RECORDS SUPPLIED
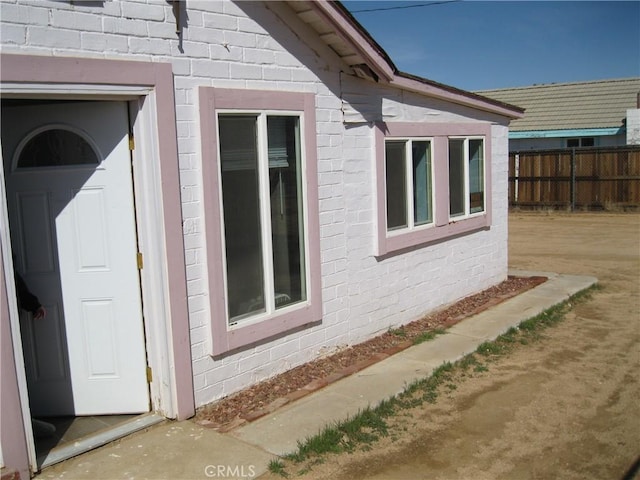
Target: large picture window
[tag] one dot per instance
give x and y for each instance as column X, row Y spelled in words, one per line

---

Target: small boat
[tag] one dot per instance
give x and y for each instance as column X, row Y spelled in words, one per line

* * *

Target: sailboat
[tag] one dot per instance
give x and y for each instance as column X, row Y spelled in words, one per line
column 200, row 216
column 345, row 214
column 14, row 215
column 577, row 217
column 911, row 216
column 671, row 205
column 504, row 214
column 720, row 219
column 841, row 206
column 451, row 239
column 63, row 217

TASK TO CARRY OUT
Find the lines above holding the word "Target" and show them.

RESULT FOR THIS TASK
Target: large picture window
Target: small boat
Target: sailboat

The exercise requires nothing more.